> [What to produce]: Please present every line of the records below as a Markdown table with the columns Row and Line, numbering each row and skipping blank lines. Leave the pictures out of the answer.

> [Working data]:
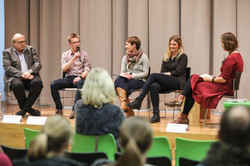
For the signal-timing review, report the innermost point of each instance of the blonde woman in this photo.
(135, 139)
(95, 112)
(172, 77)
(49, 146)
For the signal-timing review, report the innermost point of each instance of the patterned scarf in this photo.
(132, 58)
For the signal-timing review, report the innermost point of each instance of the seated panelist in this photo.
(21, 65)
(134, 70)
(75, 63)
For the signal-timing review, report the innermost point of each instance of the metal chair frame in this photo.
(26, 91)
(188, 71)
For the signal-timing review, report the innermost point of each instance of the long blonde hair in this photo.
(53, 138)
(168, 53)
(98, 88)
(136, 138)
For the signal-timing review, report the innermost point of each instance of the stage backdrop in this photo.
(105, 24)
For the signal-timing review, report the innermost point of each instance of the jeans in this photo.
(66, 82)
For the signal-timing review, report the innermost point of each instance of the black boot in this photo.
(136, 104)
(156, 117)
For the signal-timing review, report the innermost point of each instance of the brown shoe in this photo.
(72, 115)
(183, 119)
(59, 112)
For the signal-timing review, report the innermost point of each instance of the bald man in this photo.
(21, 66)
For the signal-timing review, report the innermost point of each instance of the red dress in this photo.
(208, 94)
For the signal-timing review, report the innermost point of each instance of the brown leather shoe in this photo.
(183, 119)
(72, 115)
(59, 112)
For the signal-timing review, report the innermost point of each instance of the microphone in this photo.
(78, 50)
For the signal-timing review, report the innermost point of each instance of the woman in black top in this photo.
(172, 77)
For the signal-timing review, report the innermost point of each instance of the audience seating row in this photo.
(89, 148)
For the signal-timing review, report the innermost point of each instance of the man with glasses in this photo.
(76, 65)
(21, 66)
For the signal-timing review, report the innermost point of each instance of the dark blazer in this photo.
(177, 67)
(12, 64)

> [Exercise output]:
| Row | Line |
|---|---|
| 1 | For the signal-timing review, report the innermost point of each instance of the blonde woman in this photo. |
| 2 | (135, 139) |
| 3 | (95, 112) |
| 4 | (172, 77) |
| 5 | (49, 146) |
| 6 | For the signal-timing review, report the innermost point of each instance of the patterned scarf in this photo. |
| 7 | (132, 58) |
| 8 | For the signal-timing review, report the innermost point of each instance of the seated panelist in this photo. |
| 9 | (21, 65) |
| 10 | (134, 70) |
| 11 | (75, 63) |
| 12 | For the signal-timing review, report the innermost point of each instance of the metal chair frame in this photo. |
| 13 | (26, 91) |
| 14 | (188, 71) |
| 15 | For the signal-timing review, report the innermost point of each instance of the long blonde hair in this photo. |
| 16 | (53, 138) |
| 17 | (168, 53) |
| 18 | (98, 88) |
| 19 | (136, 138) |
| 20 | For the signal-timing review, report the innermost point of each instance of the stage backdrop in this photo. |
| 21 | (105, 24) |
| 22 | For the signal-timing review, report the innermost point of each instance of the jeans in this photo. |
| 23 | (66, 82) |
| 24 | For the signal-timing review, report the innermost point of each instance of the black boot in this photo. |
| 25 | (136, 104) |
| 26 | (156, 117) |
| 27 | For the signal-timing review, report the innermost point of each instance of the brown shoe in this photo. |
| 28 | (72, 115) |
| 29 | (183, 119) |
| 30 | (59, 112) |
| 31 | For the signal-timing review, report the innermost point of each instance of the bald man in this photo. |
| 32 | (21, 66) |
| 33 | For the signal-timing review, report the innermost point of each instance of the red dress in this photo. |
| 34 | (208, 94) |
| 35 | For the signal-timing review, report the innermost point of each instance of the brown leather shoe in this photo. |
| 36 | (183, 119) |
| 37 | (72, 115) |
| 38 | (59, 112) |
| 39 | For the signal-timing review, report the innermost point of each instance of the microphone in this photo. |
| 40 | (78, 50) |
| 41 | For the signal-timing review, report the innermost point of each instance of the woman in black top in this photo. |
| 42 | (172, 77) |
| 43 | For the signal-timing review, report the innermost point of each instance of the audience seating row in this photo. |
| 44 | (89, 148) |
| 45 | For the signal-timing review, report the innermost point of each instance of the man with glasses in this photo. |
| 46 | (76, 65) |
| 47 | (21, 66) |
| 48 | For the signal-timing review, report the innermost point of each instance of the dark blazer in this photo. |
| 49 | (177, 67) |
| 50 | (12, 64) |